WHAT IS NEEDED: Swap "red weight plate" for "crimson weight plate" in the material, starting at its beginning and going on through the line that contains "[1104, 282]". Write out only those lines, with everything else left unchanged.

(Excerpts from a point labeling dataset)
_ _ _
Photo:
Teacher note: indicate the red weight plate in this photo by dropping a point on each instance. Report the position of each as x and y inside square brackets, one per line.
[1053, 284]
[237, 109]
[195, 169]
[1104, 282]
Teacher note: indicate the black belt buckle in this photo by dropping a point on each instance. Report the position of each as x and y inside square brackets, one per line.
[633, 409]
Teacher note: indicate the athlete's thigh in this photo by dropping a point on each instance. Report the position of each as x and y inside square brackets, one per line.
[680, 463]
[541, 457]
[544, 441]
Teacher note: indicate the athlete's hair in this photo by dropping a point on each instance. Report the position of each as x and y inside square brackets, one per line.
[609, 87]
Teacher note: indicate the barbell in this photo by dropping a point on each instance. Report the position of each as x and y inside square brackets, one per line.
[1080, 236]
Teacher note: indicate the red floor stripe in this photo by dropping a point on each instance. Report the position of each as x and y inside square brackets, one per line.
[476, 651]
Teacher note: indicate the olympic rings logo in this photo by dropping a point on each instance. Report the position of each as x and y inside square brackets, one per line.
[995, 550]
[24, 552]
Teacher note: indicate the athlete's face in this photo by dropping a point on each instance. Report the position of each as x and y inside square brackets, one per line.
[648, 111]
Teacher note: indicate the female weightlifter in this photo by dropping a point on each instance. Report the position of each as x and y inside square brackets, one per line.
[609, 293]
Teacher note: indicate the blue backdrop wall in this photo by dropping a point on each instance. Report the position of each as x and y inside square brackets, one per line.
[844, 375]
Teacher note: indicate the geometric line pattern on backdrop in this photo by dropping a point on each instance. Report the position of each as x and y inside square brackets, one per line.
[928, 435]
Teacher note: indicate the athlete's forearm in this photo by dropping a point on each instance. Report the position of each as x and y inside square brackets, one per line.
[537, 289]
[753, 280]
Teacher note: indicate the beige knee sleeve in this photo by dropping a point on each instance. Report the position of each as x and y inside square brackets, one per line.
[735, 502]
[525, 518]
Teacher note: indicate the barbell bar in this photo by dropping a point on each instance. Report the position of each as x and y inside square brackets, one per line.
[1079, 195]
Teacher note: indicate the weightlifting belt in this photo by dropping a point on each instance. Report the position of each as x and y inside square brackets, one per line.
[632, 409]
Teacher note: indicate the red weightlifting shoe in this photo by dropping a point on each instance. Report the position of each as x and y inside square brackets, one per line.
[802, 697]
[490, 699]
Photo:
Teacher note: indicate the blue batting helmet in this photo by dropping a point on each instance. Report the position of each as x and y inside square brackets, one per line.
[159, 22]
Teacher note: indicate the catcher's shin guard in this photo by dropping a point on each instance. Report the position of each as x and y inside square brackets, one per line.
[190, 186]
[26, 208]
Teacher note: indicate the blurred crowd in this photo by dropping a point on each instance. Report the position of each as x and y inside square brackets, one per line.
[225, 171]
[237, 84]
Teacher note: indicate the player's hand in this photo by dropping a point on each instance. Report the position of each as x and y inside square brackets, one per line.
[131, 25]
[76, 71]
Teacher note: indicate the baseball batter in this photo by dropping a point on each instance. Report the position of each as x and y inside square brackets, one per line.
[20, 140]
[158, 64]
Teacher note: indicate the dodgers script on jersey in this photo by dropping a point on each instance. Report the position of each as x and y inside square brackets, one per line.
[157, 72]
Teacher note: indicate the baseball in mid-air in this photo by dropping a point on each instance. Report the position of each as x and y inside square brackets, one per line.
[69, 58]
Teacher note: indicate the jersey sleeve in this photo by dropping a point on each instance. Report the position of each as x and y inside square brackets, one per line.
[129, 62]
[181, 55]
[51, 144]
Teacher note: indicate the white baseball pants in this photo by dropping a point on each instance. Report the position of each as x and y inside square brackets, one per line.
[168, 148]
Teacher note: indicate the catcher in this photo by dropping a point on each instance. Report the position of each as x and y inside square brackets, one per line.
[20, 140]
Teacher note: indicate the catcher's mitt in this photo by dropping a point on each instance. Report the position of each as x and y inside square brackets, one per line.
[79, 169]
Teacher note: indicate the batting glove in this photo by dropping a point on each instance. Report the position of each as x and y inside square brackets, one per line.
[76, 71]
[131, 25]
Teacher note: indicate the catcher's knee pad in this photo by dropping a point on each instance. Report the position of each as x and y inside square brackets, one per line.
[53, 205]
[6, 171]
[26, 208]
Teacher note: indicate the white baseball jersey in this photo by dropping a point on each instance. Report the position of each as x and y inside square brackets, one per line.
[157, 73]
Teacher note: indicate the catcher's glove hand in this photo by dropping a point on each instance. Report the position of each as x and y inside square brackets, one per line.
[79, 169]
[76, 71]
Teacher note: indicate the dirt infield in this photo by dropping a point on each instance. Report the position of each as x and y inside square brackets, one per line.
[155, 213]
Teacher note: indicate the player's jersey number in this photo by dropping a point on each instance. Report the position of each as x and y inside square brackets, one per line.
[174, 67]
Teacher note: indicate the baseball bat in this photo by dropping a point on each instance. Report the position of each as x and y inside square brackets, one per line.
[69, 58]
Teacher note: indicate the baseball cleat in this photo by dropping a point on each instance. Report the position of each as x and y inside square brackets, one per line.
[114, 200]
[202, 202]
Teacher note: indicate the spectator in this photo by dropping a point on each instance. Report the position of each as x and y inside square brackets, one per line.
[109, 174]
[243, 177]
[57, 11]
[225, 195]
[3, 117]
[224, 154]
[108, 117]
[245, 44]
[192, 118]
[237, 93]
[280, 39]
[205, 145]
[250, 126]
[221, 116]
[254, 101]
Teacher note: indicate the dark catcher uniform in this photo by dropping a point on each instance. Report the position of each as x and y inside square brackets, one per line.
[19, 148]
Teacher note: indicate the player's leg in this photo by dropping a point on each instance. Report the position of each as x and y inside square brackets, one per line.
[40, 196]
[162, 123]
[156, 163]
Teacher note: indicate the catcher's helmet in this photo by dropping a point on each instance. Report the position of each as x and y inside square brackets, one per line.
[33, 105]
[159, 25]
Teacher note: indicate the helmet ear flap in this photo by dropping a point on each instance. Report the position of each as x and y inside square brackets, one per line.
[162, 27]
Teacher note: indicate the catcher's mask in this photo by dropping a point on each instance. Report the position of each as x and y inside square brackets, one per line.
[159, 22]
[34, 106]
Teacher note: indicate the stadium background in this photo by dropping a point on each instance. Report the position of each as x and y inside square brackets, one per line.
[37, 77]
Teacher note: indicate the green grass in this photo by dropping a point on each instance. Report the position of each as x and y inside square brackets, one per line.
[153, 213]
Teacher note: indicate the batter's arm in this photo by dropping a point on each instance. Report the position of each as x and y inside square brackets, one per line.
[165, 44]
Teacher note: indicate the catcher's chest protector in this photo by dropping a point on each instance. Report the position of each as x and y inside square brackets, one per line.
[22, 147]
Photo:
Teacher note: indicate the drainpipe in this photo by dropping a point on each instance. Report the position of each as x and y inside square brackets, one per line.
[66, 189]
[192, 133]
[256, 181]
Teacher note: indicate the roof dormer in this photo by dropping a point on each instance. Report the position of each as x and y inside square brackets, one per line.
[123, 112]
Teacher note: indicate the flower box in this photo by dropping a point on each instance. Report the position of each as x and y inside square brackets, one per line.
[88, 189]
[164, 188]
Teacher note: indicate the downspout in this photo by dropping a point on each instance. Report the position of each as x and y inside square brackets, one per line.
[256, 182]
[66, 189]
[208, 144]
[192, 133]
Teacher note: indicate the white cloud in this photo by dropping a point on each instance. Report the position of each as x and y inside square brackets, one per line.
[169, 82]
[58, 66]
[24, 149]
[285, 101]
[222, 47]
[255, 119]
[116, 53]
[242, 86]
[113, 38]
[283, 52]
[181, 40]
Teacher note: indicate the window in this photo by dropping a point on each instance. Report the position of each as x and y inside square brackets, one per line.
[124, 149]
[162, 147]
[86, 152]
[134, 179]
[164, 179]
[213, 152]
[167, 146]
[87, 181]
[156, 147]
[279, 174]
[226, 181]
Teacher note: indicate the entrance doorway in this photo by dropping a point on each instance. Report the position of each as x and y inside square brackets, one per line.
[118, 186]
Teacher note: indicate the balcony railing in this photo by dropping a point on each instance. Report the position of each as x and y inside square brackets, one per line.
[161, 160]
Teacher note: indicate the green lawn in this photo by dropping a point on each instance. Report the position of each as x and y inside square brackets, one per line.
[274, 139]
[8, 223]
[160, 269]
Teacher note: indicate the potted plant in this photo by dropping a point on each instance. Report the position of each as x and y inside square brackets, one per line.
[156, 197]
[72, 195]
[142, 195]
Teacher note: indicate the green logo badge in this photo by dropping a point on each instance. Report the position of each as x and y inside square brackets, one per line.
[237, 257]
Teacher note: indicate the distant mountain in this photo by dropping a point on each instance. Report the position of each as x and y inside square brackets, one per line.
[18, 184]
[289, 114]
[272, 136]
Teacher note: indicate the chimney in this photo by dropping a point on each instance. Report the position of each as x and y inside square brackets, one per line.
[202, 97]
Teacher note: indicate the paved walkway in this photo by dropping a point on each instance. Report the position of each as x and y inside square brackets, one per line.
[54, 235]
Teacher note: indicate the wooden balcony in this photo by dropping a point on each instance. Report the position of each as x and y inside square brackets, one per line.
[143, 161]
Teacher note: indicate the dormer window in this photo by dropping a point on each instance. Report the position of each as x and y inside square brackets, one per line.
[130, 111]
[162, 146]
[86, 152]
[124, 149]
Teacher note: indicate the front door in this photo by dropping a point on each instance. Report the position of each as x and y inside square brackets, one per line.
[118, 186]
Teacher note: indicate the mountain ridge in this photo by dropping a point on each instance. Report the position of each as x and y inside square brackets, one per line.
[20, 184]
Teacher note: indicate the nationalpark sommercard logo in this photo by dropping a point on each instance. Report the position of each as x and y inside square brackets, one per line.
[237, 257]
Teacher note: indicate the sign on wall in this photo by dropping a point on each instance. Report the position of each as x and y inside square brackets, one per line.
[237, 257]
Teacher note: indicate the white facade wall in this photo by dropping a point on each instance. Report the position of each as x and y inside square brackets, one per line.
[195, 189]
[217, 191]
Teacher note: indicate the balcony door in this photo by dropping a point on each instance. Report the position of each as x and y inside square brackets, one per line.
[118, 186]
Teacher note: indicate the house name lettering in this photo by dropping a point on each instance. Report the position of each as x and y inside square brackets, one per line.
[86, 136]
_ _ _
EXERCISE ANSWER:
Photo:
Teacher note: indicate the crimson weight plate in this photo by dropping a point on each instance. Report the position of each as x and y inside square brackets, one per line.
[1053, 284]
[237, 109]
[195, 169]
[1104, 282]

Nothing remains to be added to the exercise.